Rewrite the listing with "blurred foliage" replaced by "out-of-focus leaves" wherever it appears, leaving everything else unchanged, and omit the pictures from your answer.

┄┄┄┄┄┄

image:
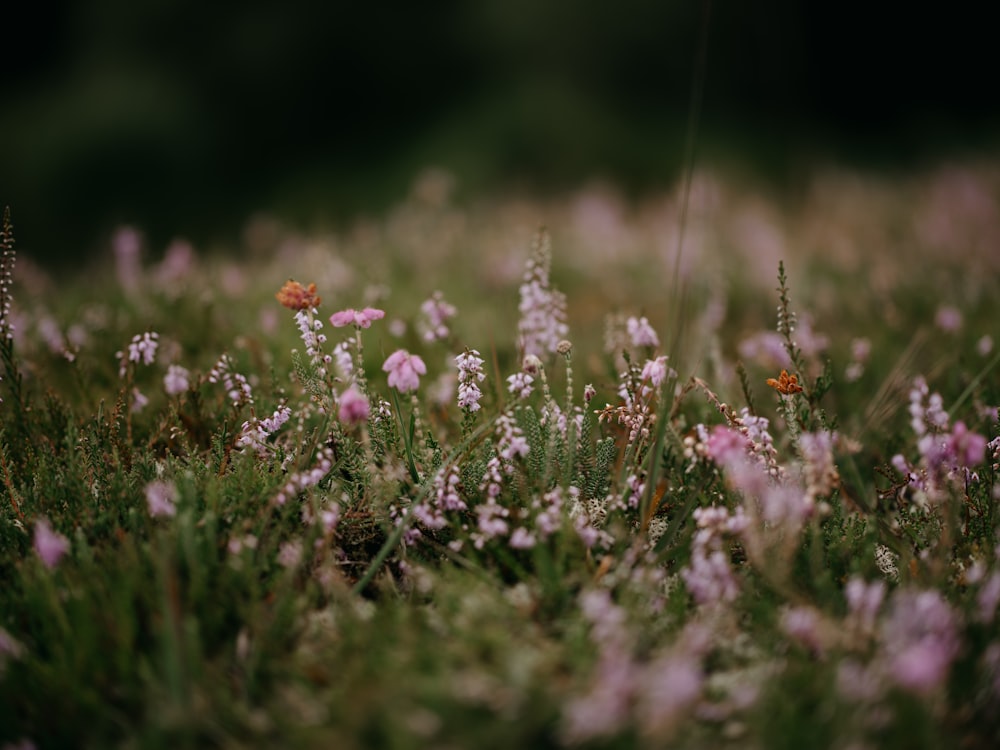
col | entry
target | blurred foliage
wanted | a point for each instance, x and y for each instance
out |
(183, 117)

┄┄┄┄┄┄

Complete answer:
image:
col | entry
target | out-of-focus leaves
wanted | a point for each instance, x and y for each instance
out |
(183, 117)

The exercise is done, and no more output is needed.